>>>

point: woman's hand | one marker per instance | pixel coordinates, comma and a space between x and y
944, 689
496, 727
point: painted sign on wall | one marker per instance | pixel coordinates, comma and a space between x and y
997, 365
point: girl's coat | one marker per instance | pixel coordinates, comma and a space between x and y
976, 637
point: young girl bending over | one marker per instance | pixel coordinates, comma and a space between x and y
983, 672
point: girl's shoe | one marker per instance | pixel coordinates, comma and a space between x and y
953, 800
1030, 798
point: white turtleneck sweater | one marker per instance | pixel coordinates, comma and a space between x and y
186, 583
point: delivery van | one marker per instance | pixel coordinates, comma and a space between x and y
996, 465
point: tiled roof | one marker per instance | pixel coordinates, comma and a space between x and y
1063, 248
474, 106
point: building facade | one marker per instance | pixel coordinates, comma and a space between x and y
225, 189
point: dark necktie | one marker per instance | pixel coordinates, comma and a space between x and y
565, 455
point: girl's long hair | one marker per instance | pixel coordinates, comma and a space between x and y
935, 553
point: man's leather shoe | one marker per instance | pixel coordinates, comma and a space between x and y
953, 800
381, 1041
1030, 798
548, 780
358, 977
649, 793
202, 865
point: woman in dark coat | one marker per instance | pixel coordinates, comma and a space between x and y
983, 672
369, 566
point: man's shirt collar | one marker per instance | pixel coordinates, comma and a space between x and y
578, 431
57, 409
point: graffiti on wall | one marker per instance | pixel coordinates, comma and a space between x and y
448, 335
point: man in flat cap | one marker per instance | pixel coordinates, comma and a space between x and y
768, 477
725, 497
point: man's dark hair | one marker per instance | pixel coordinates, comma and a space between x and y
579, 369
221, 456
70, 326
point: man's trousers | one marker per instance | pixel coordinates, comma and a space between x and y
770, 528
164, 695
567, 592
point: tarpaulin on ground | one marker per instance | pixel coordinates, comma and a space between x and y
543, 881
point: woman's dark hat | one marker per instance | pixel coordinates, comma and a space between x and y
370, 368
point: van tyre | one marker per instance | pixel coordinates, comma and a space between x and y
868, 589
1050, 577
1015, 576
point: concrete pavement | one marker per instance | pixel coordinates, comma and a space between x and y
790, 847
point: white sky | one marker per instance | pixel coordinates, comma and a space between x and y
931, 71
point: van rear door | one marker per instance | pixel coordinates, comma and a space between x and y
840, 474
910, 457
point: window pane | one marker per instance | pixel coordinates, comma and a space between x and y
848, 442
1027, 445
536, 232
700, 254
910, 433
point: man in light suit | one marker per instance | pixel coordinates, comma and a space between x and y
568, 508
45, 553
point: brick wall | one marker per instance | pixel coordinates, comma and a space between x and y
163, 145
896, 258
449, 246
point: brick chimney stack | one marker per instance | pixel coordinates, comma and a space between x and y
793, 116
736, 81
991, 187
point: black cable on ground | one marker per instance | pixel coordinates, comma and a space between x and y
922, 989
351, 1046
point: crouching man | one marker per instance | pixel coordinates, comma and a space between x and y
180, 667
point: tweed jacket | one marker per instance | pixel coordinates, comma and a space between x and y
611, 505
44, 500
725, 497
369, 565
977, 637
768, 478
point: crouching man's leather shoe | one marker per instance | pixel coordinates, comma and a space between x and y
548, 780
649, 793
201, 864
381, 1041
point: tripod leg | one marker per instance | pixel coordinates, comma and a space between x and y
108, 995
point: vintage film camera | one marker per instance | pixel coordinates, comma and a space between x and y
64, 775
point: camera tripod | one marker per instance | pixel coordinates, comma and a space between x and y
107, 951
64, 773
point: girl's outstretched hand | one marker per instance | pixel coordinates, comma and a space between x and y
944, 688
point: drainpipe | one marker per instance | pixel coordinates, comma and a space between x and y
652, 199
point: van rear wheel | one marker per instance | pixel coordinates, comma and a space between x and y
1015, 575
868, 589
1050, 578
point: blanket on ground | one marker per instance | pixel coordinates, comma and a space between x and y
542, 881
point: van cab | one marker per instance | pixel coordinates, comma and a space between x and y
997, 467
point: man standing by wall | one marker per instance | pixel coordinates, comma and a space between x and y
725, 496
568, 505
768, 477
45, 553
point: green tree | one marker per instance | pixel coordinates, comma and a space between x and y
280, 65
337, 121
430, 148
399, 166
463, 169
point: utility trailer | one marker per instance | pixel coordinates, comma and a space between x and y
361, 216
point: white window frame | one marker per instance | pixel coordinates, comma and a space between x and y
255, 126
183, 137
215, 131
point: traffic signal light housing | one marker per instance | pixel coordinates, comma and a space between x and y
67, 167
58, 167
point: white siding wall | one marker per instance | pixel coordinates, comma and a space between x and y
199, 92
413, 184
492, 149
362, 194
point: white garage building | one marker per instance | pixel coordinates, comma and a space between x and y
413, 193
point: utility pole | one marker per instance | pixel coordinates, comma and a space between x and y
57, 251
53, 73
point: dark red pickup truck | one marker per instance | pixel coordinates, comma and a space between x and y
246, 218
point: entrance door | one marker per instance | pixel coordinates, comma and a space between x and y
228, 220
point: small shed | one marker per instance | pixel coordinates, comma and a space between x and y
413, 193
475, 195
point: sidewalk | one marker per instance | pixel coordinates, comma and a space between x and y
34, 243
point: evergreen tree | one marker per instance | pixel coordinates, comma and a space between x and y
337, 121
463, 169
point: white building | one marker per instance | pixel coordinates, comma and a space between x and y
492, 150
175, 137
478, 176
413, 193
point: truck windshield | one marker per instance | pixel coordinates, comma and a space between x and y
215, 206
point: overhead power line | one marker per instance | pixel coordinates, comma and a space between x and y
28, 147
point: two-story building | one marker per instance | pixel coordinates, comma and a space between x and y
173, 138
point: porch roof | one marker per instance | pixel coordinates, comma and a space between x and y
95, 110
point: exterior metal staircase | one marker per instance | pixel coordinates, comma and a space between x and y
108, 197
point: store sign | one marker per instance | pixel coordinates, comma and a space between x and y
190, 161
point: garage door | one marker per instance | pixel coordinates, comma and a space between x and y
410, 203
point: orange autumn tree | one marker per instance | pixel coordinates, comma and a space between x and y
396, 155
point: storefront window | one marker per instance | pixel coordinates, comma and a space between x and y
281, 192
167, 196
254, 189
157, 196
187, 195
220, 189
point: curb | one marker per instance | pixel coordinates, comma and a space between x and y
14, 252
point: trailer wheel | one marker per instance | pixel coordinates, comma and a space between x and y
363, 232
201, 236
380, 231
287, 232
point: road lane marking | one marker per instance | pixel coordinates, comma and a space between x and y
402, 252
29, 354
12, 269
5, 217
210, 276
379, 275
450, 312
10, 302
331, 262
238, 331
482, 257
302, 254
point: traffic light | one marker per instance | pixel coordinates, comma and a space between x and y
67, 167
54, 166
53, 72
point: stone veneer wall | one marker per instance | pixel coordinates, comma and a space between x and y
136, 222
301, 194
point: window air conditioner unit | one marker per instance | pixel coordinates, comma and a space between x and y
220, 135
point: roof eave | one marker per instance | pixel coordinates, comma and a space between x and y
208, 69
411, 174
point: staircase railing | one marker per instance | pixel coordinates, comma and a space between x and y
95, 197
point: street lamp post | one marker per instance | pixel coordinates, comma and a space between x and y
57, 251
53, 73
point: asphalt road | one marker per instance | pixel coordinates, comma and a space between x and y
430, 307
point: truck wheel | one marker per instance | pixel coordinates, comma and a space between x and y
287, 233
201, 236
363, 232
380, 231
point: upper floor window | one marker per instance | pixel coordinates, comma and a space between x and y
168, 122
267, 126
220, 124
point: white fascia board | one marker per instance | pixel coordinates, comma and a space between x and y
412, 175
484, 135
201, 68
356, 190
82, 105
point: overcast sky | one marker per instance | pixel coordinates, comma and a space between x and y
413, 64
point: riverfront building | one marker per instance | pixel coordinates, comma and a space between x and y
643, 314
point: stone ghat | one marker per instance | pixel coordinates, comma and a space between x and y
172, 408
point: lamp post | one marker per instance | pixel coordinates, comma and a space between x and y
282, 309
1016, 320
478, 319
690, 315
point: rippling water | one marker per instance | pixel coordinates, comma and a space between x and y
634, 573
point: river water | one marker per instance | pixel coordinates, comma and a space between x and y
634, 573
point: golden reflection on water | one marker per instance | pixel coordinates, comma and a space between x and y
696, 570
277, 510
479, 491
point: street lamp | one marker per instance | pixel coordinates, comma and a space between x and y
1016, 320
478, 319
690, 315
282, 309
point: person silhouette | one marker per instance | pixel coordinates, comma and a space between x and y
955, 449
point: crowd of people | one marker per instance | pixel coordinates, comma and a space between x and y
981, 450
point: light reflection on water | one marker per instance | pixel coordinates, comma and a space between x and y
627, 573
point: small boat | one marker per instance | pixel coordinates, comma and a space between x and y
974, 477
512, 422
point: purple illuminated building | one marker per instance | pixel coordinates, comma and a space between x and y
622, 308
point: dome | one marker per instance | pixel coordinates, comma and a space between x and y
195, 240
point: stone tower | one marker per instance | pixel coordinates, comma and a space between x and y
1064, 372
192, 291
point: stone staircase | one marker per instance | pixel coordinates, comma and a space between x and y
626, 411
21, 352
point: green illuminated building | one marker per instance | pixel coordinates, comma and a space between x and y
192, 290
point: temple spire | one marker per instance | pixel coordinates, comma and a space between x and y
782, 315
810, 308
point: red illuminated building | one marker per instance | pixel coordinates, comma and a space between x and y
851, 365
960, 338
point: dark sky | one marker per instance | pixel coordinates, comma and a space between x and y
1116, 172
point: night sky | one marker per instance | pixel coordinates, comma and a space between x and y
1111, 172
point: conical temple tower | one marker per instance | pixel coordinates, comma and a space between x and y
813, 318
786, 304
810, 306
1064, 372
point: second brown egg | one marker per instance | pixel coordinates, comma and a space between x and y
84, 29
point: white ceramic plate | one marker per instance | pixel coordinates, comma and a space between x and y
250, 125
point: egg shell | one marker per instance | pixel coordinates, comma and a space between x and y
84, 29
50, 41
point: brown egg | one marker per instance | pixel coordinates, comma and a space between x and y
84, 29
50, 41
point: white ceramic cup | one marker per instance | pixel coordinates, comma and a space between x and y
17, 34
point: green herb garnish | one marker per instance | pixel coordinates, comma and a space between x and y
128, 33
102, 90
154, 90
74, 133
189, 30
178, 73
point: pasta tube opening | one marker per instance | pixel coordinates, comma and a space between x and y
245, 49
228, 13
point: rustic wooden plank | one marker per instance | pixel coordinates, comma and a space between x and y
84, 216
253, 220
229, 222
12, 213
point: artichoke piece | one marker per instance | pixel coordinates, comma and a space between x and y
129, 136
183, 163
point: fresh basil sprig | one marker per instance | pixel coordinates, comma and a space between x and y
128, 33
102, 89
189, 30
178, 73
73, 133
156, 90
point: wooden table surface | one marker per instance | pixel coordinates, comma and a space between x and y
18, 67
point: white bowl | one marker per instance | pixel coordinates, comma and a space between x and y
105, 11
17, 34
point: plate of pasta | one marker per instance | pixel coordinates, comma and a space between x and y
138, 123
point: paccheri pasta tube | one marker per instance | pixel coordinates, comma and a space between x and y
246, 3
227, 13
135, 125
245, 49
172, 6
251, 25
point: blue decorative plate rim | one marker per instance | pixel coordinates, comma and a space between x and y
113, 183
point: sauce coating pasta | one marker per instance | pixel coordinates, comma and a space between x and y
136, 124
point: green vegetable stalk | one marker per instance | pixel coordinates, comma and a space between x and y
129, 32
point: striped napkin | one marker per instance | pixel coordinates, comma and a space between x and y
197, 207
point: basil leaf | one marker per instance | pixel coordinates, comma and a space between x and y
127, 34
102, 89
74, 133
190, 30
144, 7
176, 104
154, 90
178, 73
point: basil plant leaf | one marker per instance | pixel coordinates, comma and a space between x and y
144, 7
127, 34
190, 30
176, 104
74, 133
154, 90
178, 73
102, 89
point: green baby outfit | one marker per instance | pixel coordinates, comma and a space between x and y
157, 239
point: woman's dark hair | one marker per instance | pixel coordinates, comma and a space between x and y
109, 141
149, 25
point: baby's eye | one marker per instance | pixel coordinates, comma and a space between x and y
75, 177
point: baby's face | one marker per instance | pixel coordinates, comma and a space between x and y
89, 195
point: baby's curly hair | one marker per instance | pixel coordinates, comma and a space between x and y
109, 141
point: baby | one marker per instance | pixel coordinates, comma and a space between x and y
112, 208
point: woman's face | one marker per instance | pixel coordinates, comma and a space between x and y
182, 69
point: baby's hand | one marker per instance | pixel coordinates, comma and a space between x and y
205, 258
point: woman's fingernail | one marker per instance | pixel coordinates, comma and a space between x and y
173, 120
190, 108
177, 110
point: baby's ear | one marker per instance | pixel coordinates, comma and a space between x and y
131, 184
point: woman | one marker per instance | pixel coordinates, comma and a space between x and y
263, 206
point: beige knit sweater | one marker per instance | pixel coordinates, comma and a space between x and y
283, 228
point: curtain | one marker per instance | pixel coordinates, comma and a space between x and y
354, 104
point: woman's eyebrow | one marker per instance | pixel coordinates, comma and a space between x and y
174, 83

<<<

- [Task requirements]:
Make an exact copy of every line from the one with "point: woman's face" to the end of the data, with the first and last of those lines included.

- [Solution]:
point: woman's face | one marker per instance | pixel coordinates, comma and a space between x and y
182, 69
point: baby's hand | one marker per instance | pixel coordinates, comma and a space between x and y
205, 258
point: woman's fingernail | one marker per instance | pixel coordinates, comma and a space between x and y
173, 120
190, 108
177, 110
point: baby's ear | one marker per instance | pixel coordinates, comma and a space between x and y
131, 184
point: woman | one marker per instance | pixel coordinates, comma and a space between x and y
263, 206
point: beige knit sweater | one marker per instance | pixel coordinates, comma and a space between x and y
283, 228
point: curtain | one marker per instance | pixel coordinates, comma and a space between x and y
354, 104
point: woman's eyebrow | one marker per instance | pixel coordinates, comma and a space between x and y
174, 83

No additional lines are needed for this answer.